Problem> Scale the rows from the line containing "Find the condiment" through the line containing "[(423, 185), (456, 187), (437, 185), (475, 174), (324, 298)]", inclusive, and reproduce only these lines, requests included. Multiply every coordinate in the answers by 2.2 and round each result to a whole number, rounding halves up.

********

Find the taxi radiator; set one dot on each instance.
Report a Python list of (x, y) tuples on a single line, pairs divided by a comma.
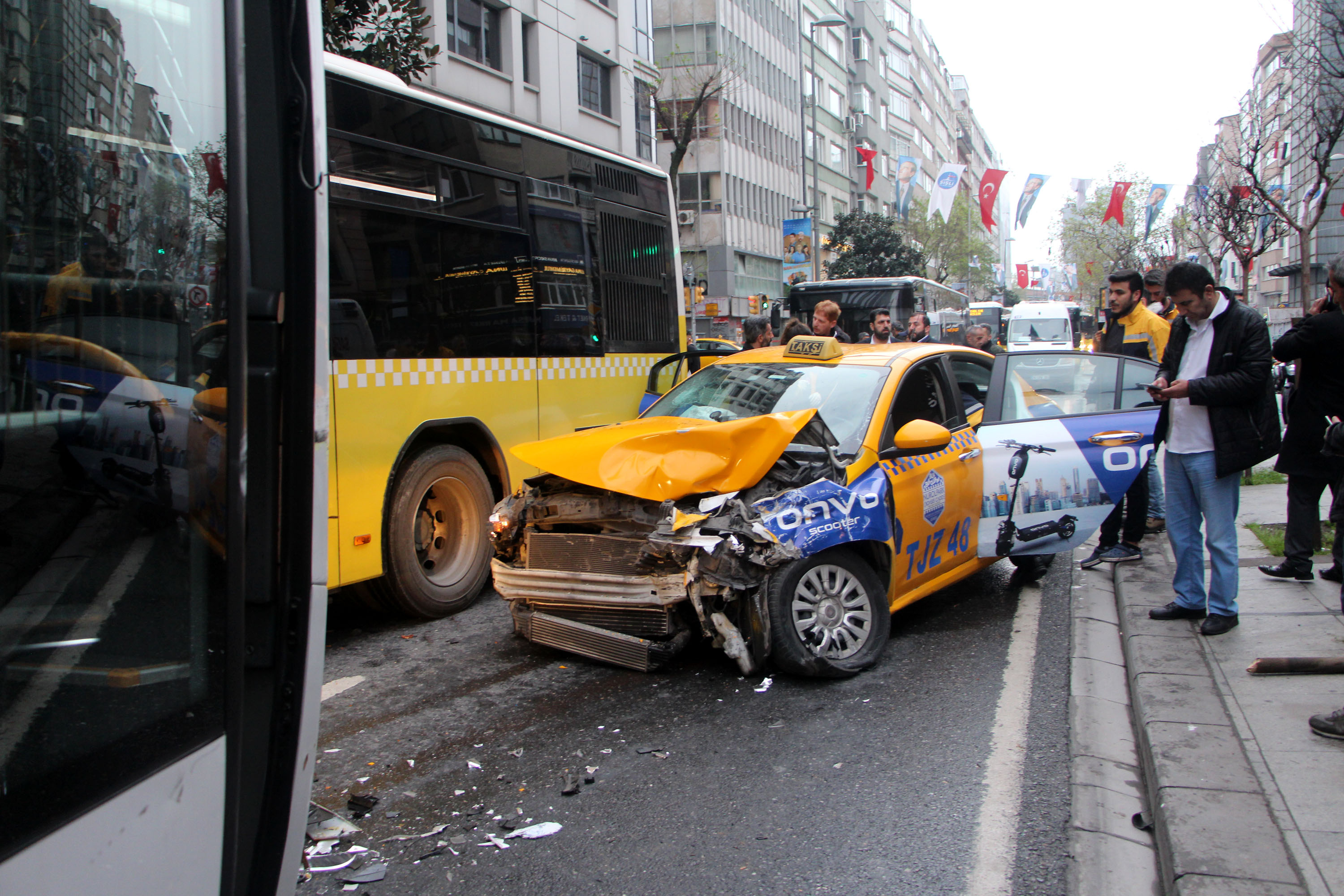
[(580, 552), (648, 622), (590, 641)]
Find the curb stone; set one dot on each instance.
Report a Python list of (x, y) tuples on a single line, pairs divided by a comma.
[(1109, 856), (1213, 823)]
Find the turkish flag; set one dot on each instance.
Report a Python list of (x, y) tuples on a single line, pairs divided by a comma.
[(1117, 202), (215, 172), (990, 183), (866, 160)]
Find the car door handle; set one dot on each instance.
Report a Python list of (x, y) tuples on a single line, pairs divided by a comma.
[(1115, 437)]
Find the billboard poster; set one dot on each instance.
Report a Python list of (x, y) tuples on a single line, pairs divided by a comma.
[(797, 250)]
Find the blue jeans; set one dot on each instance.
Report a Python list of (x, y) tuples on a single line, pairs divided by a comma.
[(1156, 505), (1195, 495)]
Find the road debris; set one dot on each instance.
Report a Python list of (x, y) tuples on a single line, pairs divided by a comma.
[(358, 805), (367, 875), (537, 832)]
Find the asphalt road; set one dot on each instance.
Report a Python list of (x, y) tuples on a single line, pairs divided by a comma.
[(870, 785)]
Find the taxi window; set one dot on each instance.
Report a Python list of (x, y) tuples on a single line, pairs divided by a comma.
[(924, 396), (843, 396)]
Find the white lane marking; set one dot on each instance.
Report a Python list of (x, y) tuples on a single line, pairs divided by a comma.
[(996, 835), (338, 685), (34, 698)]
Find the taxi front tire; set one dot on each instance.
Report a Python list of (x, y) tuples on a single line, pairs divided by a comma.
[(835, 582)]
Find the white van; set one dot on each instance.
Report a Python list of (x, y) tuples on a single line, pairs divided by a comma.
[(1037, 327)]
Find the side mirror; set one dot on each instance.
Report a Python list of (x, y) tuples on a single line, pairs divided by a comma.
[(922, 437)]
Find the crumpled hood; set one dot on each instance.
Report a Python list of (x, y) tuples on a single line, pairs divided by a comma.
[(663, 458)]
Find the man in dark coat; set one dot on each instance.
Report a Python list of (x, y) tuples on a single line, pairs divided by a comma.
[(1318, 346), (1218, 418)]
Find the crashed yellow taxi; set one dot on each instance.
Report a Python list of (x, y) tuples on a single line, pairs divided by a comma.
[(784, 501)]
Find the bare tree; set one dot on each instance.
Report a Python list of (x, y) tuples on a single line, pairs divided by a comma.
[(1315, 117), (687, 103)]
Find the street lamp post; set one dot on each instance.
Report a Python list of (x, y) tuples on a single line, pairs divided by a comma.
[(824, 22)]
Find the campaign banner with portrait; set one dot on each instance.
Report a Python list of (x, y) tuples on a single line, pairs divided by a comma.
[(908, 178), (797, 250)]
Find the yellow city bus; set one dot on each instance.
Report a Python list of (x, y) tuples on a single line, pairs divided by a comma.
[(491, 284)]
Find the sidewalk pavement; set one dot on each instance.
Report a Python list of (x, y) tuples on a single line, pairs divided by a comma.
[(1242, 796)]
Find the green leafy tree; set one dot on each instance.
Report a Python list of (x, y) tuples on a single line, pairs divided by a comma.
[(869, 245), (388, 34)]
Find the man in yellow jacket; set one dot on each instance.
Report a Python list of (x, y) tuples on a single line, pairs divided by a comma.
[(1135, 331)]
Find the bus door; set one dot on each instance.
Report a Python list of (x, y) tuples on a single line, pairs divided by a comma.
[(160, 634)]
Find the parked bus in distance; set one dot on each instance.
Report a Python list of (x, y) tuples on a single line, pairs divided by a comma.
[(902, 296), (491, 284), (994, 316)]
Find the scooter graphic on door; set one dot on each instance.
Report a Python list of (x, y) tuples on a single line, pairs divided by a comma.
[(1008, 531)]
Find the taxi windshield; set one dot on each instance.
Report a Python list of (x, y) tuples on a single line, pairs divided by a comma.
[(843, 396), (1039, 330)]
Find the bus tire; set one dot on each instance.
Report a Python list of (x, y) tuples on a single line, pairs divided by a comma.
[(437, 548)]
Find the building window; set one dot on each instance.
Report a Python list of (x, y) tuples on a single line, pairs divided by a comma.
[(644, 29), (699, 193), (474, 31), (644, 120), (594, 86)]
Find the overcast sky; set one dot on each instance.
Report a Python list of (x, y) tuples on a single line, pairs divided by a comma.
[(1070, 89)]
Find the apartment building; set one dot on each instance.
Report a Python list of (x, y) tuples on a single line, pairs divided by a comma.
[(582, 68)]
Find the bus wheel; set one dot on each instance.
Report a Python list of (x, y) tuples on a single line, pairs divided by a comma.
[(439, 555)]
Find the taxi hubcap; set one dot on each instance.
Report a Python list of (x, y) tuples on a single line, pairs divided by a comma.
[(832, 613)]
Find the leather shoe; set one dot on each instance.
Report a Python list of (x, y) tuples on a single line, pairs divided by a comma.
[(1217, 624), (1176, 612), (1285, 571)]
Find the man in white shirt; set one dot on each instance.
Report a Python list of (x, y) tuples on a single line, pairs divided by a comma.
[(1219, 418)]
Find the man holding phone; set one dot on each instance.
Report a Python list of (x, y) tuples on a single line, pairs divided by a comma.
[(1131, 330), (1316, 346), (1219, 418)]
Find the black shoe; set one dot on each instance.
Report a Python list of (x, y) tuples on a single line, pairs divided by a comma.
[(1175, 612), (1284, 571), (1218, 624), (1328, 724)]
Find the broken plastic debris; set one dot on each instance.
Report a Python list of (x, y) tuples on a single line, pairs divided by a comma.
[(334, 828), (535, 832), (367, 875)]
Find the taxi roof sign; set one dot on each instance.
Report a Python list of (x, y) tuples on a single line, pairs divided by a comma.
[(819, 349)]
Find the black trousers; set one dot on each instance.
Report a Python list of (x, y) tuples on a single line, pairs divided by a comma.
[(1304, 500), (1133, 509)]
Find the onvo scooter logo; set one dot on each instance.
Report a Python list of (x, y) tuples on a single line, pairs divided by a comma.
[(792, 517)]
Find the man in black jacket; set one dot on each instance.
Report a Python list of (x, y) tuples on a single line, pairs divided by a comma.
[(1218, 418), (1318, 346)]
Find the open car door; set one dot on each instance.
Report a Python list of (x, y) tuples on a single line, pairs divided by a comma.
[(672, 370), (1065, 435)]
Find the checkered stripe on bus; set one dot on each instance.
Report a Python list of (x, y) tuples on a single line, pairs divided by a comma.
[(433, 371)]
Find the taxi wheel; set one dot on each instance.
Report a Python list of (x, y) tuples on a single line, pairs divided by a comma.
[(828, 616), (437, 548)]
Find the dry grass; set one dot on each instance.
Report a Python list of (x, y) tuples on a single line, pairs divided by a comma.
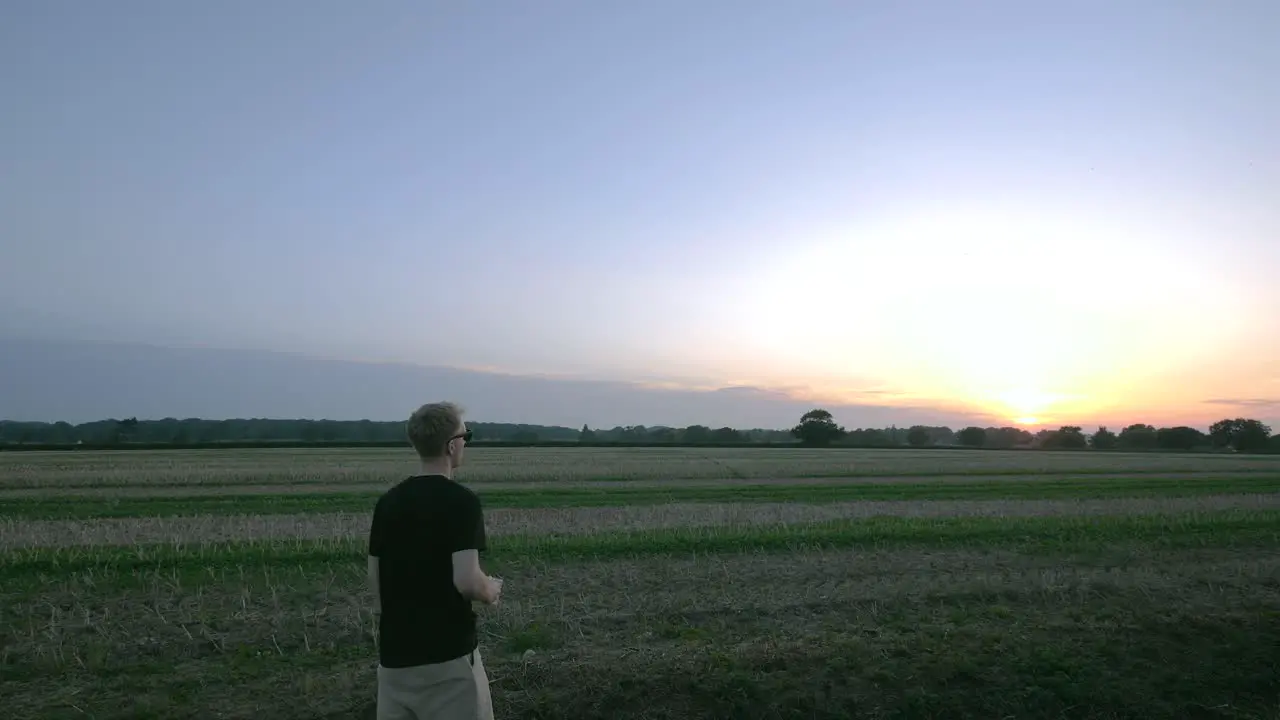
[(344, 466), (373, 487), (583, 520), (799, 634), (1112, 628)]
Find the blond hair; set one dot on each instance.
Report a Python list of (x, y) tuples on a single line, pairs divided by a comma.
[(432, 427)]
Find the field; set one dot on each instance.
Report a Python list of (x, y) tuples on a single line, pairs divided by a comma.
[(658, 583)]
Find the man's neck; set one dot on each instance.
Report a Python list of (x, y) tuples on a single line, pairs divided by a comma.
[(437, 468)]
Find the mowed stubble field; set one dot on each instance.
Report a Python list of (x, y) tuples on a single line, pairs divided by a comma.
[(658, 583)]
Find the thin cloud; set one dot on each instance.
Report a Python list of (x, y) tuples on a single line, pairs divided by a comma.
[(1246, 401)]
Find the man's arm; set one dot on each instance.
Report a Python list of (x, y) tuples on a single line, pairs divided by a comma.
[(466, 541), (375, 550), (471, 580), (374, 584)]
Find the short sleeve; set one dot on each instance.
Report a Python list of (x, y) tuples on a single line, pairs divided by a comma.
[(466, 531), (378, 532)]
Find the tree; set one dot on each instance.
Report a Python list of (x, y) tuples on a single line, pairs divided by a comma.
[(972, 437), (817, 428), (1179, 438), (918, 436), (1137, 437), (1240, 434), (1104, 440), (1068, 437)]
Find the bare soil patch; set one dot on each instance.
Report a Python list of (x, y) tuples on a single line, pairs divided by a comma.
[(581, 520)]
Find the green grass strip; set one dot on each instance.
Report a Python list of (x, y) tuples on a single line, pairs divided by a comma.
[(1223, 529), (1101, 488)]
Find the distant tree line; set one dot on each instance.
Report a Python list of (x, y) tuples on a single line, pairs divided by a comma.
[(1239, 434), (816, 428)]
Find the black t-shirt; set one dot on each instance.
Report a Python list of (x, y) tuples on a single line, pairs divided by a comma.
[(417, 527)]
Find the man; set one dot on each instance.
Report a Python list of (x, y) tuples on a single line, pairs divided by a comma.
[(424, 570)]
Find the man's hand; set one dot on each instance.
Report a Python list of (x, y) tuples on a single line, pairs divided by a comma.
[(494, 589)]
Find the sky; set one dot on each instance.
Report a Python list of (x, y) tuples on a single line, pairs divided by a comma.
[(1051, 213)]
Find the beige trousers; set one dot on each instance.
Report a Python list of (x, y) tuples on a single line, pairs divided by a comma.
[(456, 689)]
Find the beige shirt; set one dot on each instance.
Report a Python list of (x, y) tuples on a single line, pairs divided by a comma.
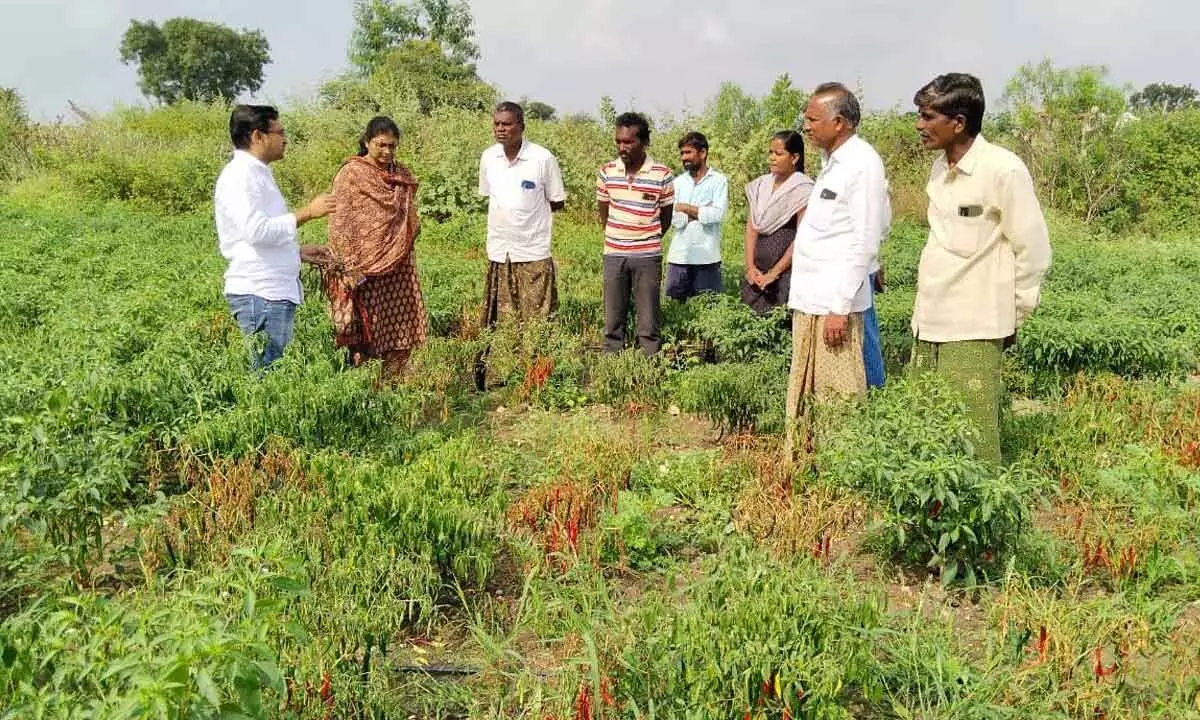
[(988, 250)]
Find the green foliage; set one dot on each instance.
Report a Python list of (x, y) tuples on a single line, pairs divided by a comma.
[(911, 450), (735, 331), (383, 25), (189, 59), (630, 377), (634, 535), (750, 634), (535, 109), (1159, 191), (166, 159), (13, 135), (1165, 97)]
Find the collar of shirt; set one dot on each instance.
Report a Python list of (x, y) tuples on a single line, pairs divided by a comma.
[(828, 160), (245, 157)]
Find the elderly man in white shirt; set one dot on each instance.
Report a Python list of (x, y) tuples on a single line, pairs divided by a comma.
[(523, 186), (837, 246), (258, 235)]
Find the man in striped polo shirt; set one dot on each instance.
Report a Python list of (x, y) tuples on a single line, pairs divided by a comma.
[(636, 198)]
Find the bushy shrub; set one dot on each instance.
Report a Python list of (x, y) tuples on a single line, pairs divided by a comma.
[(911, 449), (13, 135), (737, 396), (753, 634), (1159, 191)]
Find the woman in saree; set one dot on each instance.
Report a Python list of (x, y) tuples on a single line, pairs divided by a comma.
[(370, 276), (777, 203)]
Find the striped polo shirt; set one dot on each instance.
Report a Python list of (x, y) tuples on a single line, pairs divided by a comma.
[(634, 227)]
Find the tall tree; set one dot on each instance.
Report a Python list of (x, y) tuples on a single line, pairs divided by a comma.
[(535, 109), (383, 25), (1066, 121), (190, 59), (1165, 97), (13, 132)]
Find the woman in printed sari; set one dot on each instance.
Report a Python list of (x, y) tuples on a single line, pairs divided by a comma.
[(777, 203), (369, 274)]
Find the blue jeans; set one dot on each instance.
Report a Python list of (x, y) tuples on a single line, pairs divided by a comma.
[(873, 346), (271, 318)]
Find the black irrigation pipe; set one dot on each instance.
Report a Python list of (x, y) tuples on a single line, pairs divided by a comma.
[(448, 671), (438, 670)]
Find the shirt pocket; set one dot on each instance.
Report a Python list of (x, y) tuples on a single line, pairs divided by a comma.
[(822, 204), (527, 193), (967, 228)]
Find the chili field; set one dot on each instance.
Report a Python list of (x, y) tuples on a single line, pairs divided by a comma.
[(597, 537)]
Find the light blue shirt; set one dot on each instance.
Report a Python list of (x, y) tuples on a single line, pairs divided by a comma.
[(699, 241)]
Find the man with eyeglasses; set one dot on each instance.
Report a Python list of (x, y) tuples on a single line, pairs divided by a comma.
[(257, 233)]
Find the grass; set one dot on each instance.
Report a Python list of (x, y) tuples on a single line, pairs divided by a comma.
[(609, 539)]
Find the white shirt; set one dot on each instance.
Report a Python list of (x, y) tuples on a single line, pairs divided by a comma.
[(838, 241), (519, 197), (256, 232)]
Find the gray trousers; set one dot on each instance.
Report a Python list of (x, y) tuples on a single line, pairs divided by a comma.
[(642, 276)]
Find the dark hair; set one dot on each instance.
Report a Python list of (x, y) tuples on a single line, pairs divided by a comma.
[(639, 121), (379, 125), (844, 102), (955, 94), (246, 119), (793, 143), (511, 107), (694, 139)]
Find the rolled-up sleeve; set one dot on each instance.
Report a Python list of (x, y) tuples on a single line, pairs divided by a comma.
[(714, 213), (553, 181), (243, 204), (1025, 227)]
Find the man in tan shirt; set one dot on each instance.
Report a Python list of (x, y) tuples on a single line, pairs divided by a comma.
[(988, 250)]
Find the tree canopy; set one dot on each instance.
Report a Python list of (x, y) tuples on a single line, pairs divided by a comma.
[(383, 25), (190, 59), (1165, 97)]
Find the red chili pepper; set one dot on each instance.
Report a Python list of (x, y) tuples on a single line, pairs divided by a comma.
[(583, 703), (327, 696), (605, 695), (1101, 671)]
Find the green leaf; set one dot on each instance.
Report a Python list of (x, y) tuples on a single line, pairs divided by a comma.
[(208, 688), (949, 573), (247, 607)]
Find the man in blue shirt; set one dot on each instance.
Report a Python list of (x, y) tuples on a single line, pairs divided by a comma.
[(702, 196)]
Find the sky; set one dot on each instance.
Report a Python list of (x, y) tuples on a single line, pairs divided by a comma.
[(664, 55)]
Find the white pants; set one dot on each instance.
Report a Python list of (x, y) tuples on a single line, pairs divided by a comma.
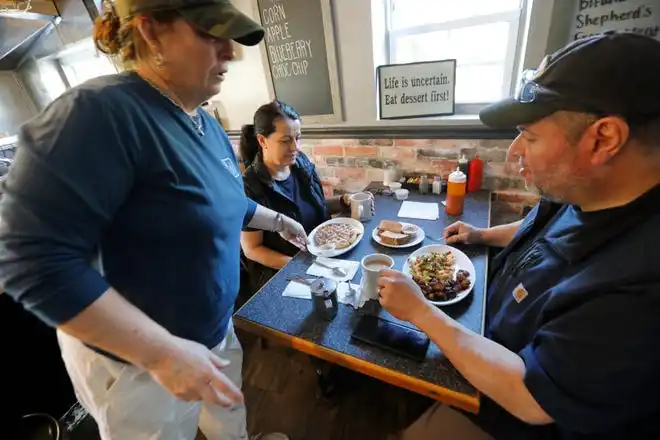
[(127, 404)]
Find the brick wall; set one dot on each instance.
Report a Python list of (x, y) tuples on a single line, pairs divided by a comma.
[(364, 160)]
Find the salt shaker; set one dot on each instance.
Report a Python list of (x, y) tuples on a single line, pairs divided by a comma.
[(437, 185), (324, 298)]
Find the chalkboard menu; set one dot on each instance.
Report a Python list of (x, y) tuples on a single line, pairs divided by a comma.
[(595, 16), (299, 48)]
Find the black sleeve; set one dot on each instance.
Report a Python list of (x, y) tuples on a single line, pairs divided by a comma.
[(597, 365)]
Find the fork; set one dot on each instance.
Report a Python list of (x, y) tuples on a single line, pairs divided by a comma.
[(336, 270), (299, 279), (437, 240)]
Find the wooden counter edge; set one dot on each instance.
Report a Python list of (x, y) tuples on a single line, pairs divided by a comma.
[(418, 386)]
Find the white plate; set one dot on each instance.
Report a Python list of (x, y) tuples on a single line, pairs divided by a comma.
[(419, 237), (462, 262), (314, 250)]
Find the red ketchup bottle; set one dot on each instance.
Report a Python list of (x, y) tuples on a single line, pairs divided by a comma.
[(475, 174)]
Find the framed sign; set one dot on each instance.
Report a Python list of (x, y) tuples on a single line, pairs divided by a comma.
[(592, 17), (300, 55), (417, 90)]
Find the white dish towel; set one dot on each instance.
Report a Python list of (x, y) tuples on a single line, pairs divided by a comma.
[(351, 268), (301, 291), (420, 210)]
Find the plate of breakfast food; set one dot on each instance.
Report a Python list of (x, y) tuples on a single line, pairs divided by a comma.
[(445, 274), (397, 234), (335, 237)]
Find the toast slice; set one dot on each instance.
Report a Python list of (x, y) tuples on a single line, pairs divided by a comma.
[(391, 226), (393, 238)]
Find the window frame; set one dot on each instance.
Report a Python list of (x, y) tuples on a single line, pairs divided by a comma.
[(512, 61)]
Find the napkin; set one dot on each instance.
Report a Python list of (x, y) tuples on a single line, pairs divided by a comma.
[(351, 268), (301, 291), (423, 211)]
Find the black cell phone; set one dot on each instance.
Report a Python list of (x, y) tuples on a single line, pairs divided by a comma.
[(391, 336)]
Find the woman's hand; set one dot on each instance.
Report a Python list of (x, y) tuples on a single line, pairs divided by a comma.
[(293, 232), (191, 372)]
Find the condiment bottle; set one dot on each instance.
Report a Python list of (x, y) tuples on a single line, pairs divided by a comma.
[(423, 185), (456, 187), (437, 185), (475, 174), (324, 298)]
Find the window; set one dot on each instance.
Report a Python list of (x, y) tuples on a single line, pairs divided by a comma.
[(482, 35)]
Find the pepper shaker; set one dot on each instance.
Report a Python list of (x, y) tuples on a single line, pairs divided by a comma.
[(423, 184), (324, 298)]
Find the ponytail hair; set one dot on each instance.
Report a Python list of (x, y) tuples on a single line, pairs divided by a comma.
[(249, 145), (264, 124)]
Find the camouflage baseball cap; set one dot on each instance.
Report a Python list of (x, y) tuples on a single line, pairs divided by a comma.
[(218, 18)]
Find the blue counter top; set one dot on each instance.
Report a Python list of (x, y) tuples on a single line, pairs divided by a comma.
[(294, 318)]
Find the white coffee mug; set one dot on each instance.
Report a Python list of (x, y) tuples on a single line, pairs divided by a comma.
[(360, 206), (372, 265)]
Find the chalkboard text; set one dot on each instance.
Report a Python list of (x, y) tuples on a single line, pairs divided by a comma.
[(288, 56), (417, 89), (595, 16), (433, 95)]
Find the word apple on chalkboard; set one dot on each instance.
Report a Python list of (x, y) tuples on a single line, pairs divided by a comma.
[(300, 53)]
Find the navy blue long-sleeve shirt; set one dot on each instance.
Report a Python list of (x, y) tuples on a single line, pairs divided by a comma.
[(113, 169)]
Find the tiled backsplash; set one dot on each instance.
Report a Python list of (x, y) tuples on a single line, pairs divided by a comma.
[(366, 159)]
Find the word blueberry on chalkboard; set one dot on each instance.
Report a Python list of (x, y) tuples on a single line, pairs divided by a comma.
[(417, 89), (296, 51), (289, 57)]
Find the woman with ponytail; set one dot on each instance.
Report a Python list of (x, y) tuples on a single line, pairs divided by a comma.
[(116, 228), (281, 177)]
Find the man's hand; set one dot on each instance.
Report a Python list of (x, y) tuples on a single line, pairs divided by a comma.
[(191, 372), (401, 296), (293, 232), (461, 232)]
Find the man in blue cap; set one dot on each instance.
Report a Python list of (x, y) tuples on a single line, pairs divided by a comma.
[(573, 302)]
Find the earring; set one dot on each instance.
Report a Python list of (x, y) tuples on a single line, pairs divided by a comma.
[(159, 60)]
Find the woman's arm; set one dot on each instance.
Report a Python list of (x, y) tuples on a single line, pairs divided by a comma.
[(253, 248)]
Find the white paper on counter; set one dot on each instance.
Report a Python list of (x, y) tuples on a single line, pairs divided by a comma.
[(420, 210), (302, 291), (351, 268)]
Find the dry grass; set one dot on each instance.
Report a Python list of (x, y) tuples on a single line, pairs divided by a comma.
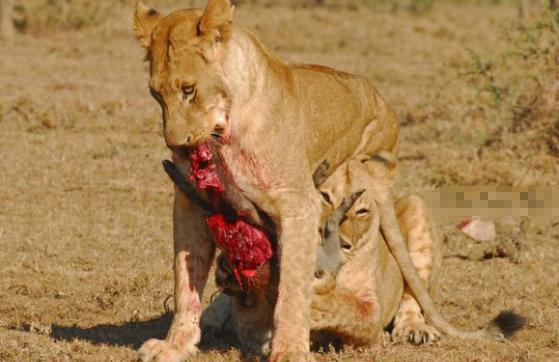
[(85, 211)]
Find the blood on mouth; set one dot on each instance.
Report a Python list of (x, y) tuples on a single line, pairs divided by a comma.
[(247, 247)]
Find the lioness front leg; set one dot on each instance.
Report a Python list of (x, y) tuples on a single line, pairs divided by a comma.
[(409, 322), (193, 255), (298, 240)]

********

Answer to this exercise>
Find the condiment bottle; set one dot on each instance.
Report a Python list of (x, y) tuples on a single line, pairs divided by a comma.
[(931, 407), (1003, 411), (961, 407), (1045, 383), (713, 656)]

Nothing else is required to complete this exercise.